__PROVIDED TEXT__
··········

Clinical trial practitioners are far behind the learning curve when it comes to technology—and it’s not their fault, says Darlene Panzitta, president and founder of DSP Clinical Research, a contract research organization (CRO) specializing in services for small to mid-size pharmaceutical, biotechnology, and device companies in such therapeutic areas as infertility, women’s health, male hormone therapy, and endocrinology.
“The technology is moving a lot faster than we are,” Panzitta says. “The human component kind of got ignored along the way.” One of the main reasons, she says, is “we still do not have a standardized way of bringing in new study coordinators and clinical research associates [CRAs], which has resulted in a workforce shortage in those areas.”
Worse, in her view, certifications aren’t mandatory. Nurses and doctors must be certified. “We wouldn’t hire somebody who doesn’t have a license to do our trials from the MD perspective, but we let [CRAs and other trial practitioners] do it,” she says.

··········

__RAW DATA__
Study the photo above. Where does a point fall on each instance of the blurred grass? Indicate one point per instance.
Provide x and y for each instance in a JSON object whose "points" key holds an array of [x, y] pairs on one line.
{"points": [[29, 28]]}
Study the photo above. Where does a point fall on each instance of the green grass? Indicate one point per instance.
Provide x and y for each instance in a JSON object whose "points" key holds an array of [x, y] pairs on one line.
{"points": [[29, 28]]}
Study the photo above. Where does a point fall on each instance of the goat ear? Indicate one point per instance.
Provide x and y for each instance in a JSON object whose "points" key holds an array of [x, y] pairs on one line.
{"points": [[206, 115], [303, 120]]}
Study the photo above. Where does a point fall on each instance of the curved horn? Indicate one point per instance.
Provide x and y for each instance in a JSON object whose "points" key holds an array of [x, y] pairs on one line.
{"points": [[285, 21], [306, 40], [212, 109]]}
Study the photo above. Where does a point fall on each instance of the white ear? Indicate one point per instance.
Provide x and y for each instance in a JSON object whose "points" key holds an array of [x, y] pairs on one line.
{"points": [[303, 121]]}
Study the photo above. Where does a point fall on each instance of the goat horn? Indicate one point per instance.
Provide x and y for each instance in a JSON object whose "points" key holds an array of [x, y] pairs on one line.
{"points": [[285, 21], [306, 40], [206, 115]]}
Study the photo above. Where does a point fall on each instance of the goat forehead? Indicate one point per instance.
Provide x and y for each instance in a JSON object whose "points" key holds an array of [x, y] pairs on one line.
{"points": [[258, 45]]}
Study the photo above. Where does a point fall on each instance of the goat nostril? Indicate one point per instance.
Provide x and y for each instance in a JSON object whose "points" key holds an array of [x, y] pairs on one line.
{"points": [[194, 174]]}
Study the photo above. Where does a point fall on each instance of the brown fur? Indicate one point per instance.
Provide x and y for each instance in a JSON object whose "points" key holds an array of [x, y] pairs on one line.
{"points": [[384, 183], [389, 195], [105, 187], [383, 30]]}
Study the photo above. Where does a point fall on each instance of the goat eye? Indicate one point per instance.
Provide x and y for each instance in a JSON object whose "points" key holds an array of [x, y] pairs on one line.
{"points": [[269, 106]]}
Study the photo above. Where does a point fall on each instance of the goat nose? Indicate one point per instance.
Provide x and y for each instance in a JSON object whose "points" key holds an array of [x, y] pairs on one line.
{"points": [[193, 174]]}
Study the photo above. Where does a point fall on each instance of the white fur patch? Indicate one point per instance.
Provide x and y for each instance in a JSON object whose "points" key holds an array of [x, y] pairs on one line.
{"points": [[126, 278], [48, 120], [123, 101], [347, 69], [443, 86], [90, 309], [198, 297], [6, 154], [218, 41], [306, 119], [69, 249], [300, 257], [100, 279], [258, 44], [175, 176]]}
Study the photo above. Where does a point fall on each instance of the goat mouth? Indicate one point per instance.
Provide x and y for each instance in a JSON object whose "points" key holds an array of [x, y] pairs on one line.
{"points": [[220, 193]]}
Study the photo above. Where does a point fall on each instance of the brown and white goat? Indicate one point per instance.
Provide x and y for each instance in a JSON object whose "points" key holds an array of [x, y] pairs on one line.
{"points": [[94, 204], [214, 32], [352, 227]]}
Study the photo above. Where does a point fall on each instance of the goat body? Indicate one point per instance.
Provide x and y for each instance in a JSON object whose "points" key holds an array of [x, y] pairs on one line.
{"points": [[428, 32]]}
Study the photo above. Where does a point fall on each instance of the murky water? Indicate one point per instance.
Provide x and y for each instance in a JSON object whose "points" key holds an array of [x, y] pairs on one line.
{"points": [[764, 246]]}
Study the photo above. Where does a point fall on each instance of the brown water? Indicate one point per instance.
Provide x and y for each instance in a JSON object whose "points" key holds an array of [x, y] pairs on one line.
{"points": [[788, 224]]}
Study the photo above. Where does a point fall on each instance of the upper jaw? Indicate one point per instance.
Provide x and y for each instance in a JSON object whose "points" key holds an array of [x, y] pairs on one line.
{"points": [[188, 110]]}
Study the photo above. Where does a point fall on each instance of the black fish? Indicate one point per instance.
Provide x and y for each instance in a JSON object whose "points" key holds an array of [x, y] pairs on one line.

··········

__TASK REQUIREMENTS__
1. In the passage about clinical trial practitioners and technology, what kinds of companies does DSP Clinical Research serve?
2. Continue the passage about clinical trial practitioners and technology from the point where it ends.
The entries are not needed for what follows.

__TASK-BY-TASK ANSWERS__
1. Small to mid-size pharmaceutical, biotechnology, and device companies.

2.
Panzitta calls on the U.S. Food and Drug Administration and sponsors to push for certification, saying, “I’d certainly appreciate it if we [devoted] 50% of the time we put into discussing technology and the turnover rates…into having a mandatory certification.”
She applauds ACRP’s certification program. “I think ACRP has developed a good test,” she says. “It’s challenging…it’s controlled and [ACRP] is a non-profit. I think we could have everybody certified within three to five years.”
Practitioners are the real force driving clinical trials, Panzitta says. “I feel like we have built a really nice house, we keep adding floors and expensive furniture, but we haven’t realized that this house we are keeping adding to has one big problem—the foundation is very old and outdated, and was never properly inspected,” she says. “Do we knock down this house and build a new one, or do we reinforce the foundation? We obviously can’t knock it down, so I am going with reinforcing the foundation.”
Voices from across the clinical trial spectrum continue to call for earmarking more resources into the human side of the clinical trials. Until then, our technology is waiting for us to catch up.